Entretien avec Tammie Brown

A l’occasion du mois des fiertés, Le Polyester est allé, des États-Unis à la Thaïlande en passant par la France, à la rencontre de drag queens qui nous ont parlé de leur rapport au cinéma et à ses icônes. Avant de mettre en ligne nos entretiens inédits, revenons sur celui de l’une de nos marraines, la géniale Tammie Brown, réalisé pour le lancement du Polyester en août dernier. Drag queen, metteuse en scène, scénariste, actrice et chanteuse à la fois… Tammie Brown est sans doute l’une des drag-queens les plus fantasques révélées par l’émission RuPaul’s Drag Race. Réalisatrice de courts métrages à l’ambiance camp et lynchienne à la fois, elle nous parle de ses influences artistiques, de John Waters au Vengaboys. C’mon Tammie, teleport us to Mars !

Les gens vous connaissent grâce à l’émission RuPaul’s Drag Race mais peu savent que vous écrivez, réalisez et interprétez vos propre courts-métrages (visibles pour certains sur sa chaîne Youtube).

J’ai toujours aimé le cinéma et la photographie. Avant même que les téléphones ne deviennent aussi pratiques, j’étais très intriguée par les minuscules caméra numériques. C’était cool, je filmais des petits bouts de ce que je voyais par-ci par-là. J’avais déjà tourné des clips pour mes chansons, mais si je suis passée aux courts métrages, c’est par passion pour le cinéma, et grâce à mon amie Bri Cirel. Elle est surréaliste, elle est folle. C’est mon âme sœur et ma sœur jumelle. Et comme j’adore également jouer, à la fois des rôles masculins et féminins, c’est elle qui réalise à ma place. Si vous écoutez bien, dans les différents films de la série The Love Secretary Saga, elle fait même une voix. J’ai actuellement un nouveau film en post-production, qui s’intitule Poolside Merengue, c’est un projet collectif et je déteste ça parce que c’est dur d’avoir tout le monde sur le même plateau au même moment.
.....
§ **Énoncé**
Reformulez sous forme de liste le paragraphe de l'entretien qui commence par « J'ai toujours aimé le cinéma », en conservant ses faits principaux.

Entrées de pointage d'objets nommés
.....
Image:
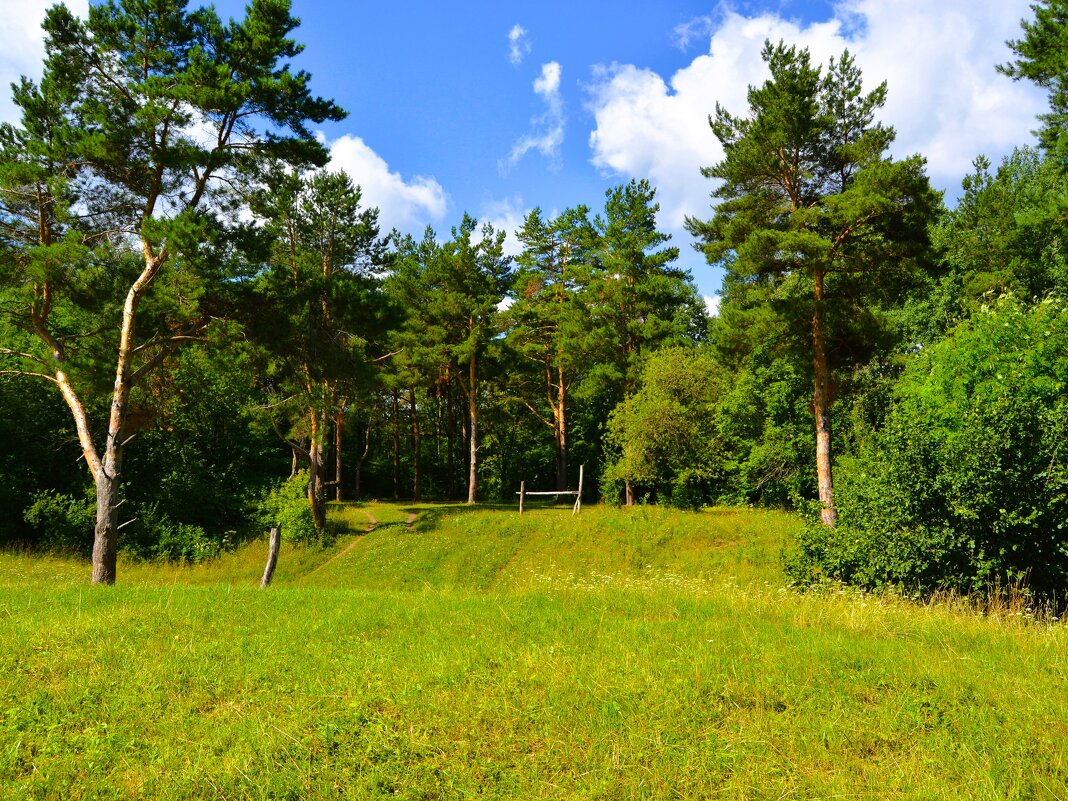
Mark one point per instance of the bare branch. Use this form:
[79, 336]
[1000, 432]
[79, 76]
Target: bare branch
[27, 373]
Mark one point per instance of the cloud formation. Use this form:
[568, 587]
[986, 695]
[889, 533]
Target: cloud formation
[406, 205]
[945, 99]
[548, 134]
[24, 45]
[506, 215]
[519, 46]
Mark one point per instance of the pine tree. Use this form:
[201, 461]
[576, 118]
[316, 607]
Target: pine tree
[811, 205]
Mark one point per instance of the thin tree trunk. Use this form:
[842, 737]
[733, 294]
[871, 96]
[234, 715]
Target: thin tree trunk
[417, 442]
[339, 430]
[363, 456]
[560, 429]
[821, 402]
[451, 437]
[106, 534]
[473, 413]
[276, 539]
[316, 496]
[396, 445]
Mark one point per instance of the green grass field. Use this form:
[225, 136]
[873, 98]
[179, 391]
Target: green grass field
[641, 654]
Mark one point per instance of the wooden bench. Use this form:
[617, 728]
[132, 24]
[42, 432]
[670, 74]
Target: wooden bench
[577, 492]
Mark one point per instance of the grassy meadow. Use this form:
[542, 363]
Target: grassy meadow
[444, 653]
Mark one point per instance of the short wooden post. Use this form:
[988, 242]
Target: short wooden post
[578, 497]
[276, 538]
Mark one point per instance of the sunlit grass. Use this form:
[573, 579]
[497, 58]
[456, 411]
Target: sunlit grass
[618, 654]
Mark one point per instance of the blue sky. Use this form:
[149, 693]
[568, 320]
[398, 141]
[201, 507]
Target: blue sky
[496, 108]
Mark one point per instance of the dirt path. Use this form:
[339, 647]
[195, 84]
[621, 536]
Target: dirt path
[373, 524]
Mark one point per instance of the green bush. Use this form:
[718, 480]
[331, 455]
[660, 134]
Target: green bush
[966, 487]
[286, 505]
[62, 522]
[157, 536]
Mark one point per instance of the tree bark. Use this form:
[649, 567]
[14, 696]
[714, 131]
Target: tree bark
[276, 539]
[396, 445]
[339, 430]
[417, 443]
[106, 534]
[473, 413]
[560, 429]
[450, 444]
[821, 402]
[316, 496]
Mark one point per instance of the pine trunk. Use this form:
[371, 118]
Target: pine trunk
[821, 402]
[339, 430]
[396, 445]
[473, 413]
[417, 445]
[316, 493]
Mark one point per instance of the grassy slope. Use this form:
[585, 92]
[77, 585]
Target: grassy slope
[642, 654]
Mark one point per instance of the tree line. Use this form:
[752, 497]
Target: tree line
[197, 309]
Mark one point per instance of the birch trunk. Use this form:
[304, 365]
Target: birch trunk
[417, 442]
[821, 407]
[339, 430]
[473, 413]
[316, 496]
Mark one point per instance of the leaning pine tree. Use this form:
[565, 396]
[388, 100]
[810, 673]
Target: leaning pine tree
[116, 193]
[811, 203]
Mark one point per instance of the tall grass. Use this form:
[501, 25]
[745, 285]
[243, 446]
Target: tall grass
[619, 654]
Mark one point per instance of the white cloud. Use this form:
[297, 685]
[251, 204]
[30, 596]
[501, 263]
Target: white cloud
[694, 30]
[22, 49]
[945, 99]
[407, 205]
[548, 134]
[519, 46]
[506, 215]
[712, 304]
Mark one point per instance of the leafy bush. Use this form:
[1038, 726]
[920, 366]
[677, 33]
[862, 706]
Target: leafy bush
[63, 522]
[663, 436]
[286, 505]
[966, 487]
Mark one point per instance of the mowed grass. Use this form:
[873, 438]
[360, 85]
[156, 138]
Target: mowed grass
[475, 654]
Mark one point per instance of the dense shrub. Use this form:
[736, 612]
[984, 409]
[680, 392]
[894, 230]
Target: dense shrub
[156, 535]
[662, 438]
[286, 505]
[966, 487]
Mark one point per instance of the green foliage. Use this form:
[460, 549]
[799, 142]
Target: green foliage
[62, 522]
[1041, 59]
[641, 654]
[664, 436]
[286, 505]
[966, 487]
[154, 535]
[1008, 233]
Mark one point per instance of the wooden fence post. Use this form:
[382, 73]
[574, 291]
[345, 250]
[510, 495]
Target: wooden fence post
[276, 538]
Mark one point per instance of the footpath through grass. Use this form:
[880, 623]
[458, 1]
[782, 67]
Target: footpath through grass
[475, 654]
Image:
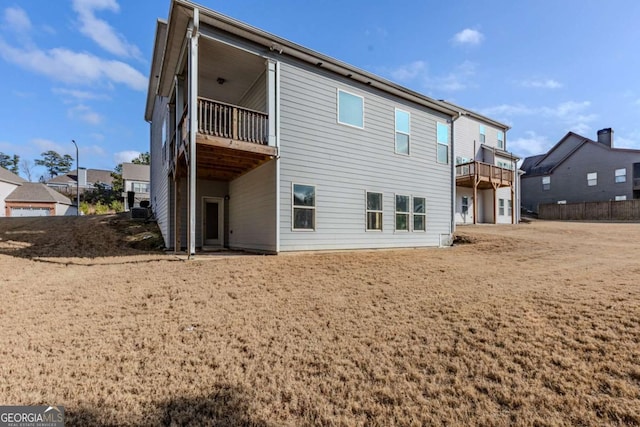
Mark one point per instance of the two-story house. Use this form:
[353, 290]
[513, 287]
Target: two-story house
[487, 180]
[579, 169]
[259, 143]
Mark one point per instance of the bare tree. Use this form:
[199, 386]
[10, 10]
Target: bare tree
[27, 168]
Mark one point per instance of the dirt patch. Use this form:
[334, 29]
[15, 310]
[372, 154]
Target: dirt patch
[535, 324]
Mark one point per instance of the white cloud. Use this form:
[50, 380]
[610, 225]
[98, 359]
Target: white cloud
[84, 113]
[125, 156]
[17, 19]
[100, 31]
[468, 37]
[542, 84]
[72, 67]
[529, 145]
[418, 71]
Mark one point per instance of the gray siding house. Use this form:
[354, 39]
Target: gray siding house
[578, 169]
[487, 181]
[258, 143]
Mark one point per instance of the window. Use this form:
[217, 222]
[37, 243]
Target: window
[419, 214]
[304, 207]
[403, 120]
[546, 183]
[465, 204]
[374, 211]
[350, 109]
[402, 213]
[501, 140]
[442, 137]
[140, 187]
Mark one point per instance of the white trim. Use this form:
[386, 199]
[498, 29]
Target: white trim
[220, 202]
[367, 210]
[293, 207]
[396, 131]
[338, 90]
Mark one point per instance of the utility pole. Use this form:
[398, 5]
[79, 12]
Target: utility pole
[77, 179]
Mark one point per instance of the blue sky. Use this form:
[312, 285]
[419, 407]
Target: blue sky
[77, 69]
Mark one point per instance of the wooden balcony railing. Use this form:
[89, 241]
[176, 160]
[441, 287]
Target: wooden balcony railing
[484, 172]
[233, 122]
.....
§ **Réponse rédigée**
- Tammie Brown a toujours aimé le cinéma et la photographie. Avant que les téléphones ne deviennent pratiques, elle filmait déjà ce qu'elle voyait avec de minuscules caméras numériques.
- Après avoir tourné des clips pour ses chansons, elle est passée aux courts métrages par passion pour le cinéma et grâce à son amie Bri Cirel.
- Comme elle aime jouer des rôles masculins et féminins, c'est Bri Cirel qui réalise. Celle-ci fait même une voix dans les films de la série The Love Secretary Saga.
- Son nouveau film, Poolside Merengue, est en post-production. C'est un projet collectif qu'elle trouve pénible, car il est difficile de réunir tout le monde au même moment sur le plateau.